##### Dataset rows

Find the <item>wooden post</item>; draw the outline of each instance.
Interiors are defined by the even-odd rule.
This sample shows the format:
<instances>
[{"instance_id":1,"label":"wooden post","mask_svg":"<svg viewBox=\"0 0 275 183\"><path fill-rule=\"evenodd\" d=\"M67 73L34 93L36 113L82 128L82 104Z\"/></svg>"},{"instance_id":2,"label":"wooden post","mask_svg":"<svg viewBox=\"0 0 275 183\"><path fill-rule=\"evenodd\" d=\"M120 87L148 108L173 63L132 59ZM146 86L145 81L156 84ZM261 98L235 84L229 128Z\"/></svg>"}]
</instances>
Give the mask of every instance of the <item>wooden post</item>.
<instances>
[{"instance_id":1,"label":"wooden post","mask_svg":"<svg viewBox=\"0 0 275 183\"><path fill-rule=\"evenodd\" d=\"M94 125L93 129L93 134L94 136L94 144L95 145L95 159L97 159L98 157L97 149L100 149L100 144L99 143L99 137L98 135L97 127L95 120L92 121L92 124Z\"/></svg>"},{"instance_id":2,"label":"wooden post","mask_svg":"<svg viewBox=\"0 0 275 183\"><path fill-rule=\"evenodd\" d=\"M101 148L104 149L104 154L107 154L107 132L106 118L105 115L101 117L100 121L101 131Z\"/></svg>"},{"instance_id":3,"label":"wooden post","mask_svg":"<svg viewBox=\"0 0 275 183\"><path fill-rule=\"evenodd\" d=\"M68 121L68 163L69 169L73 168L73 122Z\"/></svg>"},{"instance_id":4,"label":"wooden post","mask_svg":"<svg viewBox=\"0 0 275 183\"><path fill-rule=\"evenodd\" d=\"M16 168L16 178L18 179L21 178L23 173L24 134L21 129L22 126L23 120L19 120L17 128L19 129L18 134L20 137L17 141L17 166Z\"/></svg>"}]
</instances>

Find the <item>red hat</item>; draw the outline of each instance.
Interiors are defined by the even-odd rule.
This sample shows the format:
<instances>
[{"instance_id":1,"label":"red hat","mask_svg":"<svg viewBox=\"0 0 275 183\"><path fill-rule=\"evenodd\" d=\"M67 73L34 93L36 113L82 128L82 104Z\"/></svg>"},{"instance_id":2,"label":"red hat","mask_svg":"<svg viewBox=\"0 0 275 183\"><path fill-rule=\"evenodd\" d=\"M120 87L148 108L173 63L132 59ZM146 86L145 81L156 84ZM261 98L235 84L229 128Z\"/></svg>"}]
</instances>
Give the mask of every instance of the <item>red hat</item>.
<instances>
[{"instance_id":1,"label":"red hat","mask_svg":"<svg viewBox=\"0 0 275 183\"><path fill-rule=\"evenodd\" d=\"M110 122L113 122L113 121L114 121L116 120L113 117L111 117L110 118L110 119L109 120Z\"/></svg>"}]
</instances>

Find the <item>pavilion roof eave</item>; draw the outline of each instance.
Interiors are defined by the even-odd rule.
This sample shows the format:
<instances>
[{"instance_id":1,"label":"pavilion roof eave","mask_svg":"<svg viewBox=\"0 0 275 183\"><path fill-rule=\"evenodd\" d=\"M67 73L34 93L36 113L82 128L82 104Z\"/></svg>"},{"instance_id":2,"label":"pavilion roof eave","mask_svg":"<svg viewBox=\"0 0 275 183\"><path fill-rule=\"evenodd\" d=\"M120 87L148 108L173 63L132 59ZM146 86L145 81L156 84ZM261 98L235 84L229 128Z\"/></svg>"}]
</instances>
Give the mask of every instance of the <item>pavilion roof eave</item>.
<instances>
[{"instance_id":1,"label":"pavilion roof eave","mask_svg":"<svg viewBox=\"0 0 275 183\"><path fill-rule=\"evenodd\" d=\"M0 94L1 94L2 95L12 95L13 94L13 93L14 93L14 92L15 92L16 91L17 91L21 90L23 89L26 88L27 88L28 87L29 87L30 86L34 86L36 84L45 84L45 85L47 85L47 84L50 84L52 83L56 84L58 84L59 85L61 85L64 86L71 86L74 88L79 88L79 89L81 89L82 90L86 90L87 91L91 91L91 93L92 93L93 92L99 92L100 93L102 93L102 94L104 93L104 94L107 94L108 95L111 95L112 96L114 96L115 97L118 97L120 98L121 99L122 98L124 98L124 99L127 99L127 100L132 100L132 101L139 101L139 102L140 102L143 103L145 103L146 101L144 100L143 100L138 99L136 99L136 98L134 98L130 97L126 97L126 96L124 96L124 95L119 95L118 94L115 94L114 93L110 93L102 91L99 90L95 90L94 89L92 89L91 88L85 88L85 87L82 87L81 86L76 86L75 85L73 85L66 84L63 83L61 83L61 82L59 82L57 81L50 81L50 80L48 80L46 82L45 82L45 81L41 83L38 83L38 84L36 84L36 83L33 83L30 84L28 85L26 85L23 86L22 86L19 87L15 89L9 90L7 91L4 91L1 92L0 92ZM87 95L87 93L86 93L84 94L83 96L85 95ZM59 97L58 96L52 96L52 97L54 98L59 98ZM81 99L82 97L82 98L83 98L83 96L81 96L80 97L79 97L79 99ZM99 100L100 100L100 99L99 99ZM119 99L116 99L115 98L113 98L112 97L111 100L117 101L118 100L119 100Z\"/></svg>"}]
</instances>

##########

Give back the data above exactly as it appears.

Find the <item>wooden post</item>; draw the outline of each instance.
Interiors are defined by the even-odd rule.
This sample shows the format:
<instances>
[{"instance_id":1,"label":"wooden post","mask_svg":"<svg viewBox=\"0 0 275 183\"><path fill-rule=\"evenodd\" d=\"M67 73L34 93L36 113L82 128L82 104Z\"/></svg>"},{"instance_id":2,"label":"wooden post","mask_svg":"<svg viewBox=\"0 0 275 183\"><path fill-rule=\"evenodd\" d=\"M120 87L148 108L173 63L132 59ZM146 86L145 81L156 84ZM261 98L235 84L229 128Z\"/></svg>"}]
</instances>
Give the mask of every instance of the <item>wooden post</item>.
<instances>
[{"instance_id":1,"label":"wooden post","mask_svg":"<svg viewBox=\"0 0 275 183\"><path fill-rule=\"evenodd\" d=\"M94 125L93 129L93 134L94 136L94 144L95 145L95 159L97 159L98 157L97 149L100 149L100 144L99 143L99 137L98 135L97 127L95 120L92 121L92 124Z\"/></svg>"},{"instance_id":2,"label":"wooden post","mask_svg":"<svg viewBox=\"0 0 275 183\"><path fill-rule=\"evenodd\" d=\"M101 148L104 149L104 154L107 154L107 132L106 118L105 115L101 117L100 121L101 131Z\"/></svg>"},{"instance_id":3,"label":"wooden post","mask_svg":"<svg viewBox=\"0 0 275 183\"><path fill-rule=\"evenodd\" d=\"M68 121L68 163L69 169L73 168L73 122Z\"/></svg>"},{"instance_id":4,"label":"wooden post","mask_svg":"<svg viewBox=\"0 0 275 183\"><path fill-rule=\"evenodd\" d=\"M16 168L16 178L18 179L21 178L23 173L24 134L21 129L22 126L23 120L19 120L17 128L19 129L18 134L20 137L17 141L17 166Z\"/></svg>"}]
</instances>

Find the <item>red hat</item>; draw the outline of each instance.
Interiors are defined by the even-odd rule.
This sample shows the format:
<instances>
[{"instance_id":1,"label":"red hat","mask_svg":"<svg viewBox=\"0 0 275 183\"><path fill-rule=\"evenodd\" d=\"M67 73L34 93L36 113L82 128L82 104Z\"/></svg>"},{"instance_id":2,"label":"red hat","mask_svg":"<svg viewBox=\"0 0 275 183\"><path fill-rule=\"evenodd\" d=\"M120 87L148 108L173 63L132 59ZM146 86L145 81L156 84ZM261 98L235 84L229 128Z\"/></svg>"}]
</instances>
Give the mask of every instance of the <item>red hat</item>.
<instances>
[{"instance_id":1,"label":"red hat","mask_svg":"<svg viewBox=\"0 0 275 183\"><path fill-rule=\"evenodd\" d=\"M110 122L113 122L113 121L114 121L116 120L113 117L111 117L110 118L110 119L109 120Z\"/></svg>"}]
</instances>

Find the <item>pavilion roof eave</item>; draw the outline of each instance.
Interiors are defined by the even-odd rule.
This sample shows the format:
<instances>
[{"instance_id":1,"label":"pavilion roof eave","mask_svg":"<svg viewBox=\"0 0 275 183\"><path fill-rule=\"evenodd\" d=\"M67 73L34 93L36 113L82 128L82 104Z\"/></svg>"},{"instance_id":2,"label":"pavilion roof eave","mask_svg":"<svg viewBox=\"0 0 275 183\"><path fill-rule=\"evenodd\" d=\"M120 87L148 108L173 63L132 59ZM146 86L145 81L156 84ZM261 98L235 84L229 128Z\"/></svg>"}]
</instances>
Give the mask of every instance of the <item>pavilion roof eave</item>.
<instances>
[{"instance_id":1,"label":"pavilion roof eave","mask_svg":"<svg viewBox=\"0 0 275 183\"><path fill-rule=\"evenodd\" d=\"M0 94L1 94L2 95L12 95L13 94L13 93L14 93L14 92L15 92L16 91L17 91L21 90L23 89L26 88L27 88L28 87L29 87L30 86L34 86L36 84L45 84L45 85L47 85L47 84L50 84L52 83L56 84L58 84L59 85L61 85L64 86L71 86L74 88L79 88L79 89L81 89L82 90L86 90L87 91L91 91L91 93L92 93L93 92L99 92L100 93L102 93L102 94L104 93L104 94L107 94L108 95L111 95L112 96L114 96L115 97L118 97L120 98L121 99L122 98L124 98L124 99L127 99L127 100L132 100L132 101L139 101L139 102L140 102L143 103L145 103L146 101L144 100L143 100L138 99L136 99L136 98L134 98L130 97L126 97L126 96L124 96L124 95L119 95L118 94L115 94L114 93L110 93L102 91L99 90L95 90L94 89L92 89L91 88L85 88L85 87L82 87L81 86L76 86L75 85L73 85L66 84L63 83L61 83L61 82L59 82L57 81L50 81L50 80L48 80L46 82L45 82L45 81L41 83L38 83L38 84L36 84L36 83L33 83L30 84L28 85L26 85L23 86L22 86L19 87L15 89L9 90L7 91L4 91L1 92L0 92ZM87 95L87 93L86 93L84 94L83 96L85 95ZM59 97L58 96L52 96L52 97L54 98L59 98ZM81 99L82 97L82 98L83 98L83 96L81 96L80 97L79 97L79 99ZM99 100L100 100L100 99L99 99ZM119 99L116 99L115 98L113 98L112 97L111 100L117 101L118 100L119 100Z\"/></svg>"}]
</instances>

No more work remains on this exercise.